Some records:
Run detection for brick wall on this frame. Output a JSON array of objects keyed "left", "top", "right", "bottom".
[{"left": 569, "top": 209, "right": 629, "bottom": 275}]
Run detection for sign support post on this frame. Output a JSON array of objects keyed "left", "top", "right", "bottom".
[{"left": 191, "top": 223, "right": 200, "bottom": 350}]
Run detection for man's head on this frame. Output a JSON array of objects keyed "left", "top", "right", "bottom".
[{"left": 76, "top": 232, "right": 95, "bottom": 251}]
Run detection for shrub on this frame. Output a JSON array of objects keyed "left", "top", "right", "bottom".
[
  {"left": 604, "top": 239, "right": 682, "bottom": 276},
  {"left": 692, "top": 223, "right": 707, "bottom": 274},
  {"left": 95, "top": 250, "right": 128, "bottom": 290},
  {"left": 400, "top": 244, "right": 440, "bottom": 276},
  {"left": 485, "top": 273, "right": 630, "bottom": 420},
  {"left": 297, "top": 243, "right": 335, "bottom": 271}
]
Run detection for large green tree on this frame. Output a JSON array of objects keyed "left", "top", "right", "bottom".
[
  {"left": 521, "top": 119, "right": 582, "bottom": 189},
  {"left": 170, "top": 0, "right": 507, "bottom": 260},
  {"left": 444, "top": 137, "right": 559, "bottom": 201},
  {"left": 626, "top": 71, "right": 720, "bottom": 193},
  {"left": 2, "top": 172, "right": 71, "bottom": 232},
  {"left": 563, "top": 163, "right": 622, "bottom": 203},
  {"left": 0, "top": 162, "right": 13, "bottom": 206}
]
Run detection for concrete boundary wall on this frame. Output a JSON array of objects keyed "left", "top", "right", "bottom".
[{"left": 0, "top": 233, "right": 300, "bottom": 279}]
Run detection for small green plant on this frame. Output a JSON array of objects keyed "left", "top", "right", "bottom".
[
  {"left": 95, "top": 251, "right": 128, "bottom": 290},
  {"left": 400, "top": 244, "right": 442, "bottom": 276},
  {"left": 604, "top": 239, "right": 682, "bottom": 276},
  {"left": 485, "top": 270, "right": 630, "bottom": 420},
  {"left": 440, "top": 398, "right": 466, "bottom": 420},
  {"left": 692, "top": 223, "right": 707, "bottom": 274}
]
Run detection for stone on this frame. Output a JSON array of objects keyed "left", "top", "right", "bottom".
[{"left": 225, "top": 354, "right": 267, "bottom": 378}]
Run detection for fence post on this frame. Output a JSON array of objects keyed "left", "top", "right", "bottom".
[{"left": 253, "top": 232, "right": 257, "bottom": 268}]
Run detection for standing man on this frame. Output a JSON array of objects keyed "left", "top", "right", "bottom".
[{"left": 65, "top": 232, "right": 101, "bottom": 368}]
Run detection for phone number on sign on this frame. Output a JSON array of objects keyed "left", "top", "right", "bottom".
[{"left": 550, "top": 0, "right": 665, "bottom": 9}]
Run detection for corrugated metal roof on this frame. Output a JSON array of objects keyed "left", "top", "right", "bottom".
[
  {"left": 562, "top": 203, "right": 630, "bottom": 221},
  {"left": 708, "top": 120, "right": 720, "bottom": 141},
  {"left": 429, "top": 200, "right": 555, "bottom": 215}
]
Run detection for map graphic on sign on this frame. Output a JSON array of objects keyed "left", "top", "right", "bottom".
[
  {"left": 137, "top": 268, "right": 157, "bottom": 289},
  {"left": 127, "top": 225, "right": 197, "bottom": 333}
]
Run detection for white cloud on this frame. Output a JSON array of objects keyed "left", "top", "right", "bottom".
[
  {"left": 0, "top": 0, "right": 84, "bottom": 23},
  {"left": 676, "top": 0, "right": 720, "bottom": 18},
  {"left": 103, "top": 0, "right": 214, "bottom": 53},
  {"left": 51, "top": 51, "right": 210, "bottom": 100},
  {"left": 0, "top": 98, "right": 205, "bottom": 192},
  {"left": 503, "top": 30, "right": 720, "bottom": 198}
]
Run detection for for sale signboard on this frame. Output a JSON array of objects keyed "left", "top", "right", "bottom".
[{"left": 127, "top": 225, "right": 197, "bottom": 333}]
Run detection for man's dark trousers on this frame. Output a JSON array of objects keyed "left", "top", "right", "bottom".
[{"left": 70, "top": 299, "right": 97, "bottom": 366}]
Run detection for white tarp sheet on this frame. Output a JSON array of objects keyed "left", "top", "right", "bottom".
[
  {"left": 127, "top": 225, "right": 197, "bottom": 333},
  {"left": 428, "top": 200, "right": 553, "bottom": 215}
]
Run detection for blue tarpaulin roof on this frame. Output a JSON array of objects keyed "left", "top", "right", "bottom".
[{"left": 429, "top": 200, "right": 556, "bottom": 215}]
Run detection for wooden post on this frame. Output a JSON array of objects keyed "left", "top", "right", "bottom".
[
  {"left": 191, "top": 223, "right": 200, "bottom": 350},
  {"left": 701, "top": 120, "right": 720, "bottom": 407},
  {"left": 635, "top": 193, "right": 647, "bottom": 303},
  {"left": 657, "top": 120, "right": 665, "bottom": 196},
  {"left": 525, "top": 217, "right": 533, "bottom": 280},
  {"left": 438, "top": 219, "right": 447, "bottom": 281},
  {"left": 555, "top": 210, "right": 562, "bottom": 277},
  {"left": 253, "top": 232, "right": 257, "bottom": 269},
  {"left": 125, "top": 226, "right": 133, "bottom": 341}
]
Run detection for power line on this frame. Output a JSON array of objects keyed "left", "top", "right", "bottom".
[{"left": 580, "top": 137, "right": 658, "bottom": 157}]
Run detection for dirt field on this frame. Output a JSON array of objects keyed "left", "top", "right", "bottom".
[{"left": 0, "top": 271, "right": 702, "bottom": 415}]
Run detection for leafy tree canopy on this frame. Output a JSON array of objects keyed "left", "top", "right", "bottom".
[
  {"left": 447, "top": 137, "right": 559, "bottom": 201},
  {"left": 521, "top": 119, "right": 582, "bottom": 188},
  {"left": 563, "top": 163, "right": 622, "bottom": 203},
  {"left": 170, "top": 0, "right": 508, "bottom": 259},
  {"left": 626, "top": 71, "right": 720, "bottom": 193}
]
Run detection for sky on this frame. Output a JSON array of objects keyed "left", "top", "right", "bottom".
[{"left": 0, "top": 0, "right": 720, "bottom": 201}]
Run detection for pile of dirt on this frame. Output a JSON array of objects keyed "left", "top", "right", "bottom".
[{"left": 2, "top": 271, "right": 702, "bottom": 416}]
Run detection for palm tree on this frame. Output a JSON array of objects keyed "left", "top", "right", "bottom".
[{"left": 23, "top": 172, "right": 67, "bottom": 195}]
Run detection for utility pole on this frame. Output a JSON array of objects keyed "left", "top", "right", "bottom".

Directions for this task
Count the lines in the entries above that contain the word "wall", and reply with only that number.

Written answer
2